• **What is required**
Format each line of the items below as a Markdown table with the columns Row and Line, numbering the lines in order and omitting blank ones.

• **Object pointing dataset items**
◇ ◇ ◇ ◇ ◇ ◇ ◇
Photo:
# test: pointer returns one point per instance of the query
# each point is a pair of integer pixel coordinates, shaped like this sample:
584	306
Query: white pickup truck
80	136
◇ ◇ ◇ ◇ ◇ ◇ ◇
• **Written response**
| Row | Line |
|---|---|
| 1 | Photo: |
| 2 | # test: pointer returns one point per instance of the query |
| 3 | # each point is a pair of integer pixel coordinates, shaped like this sample: |
| 4 | 584	306 |
| 5 | Query: white pickup truck |
| 6 | 80	136 |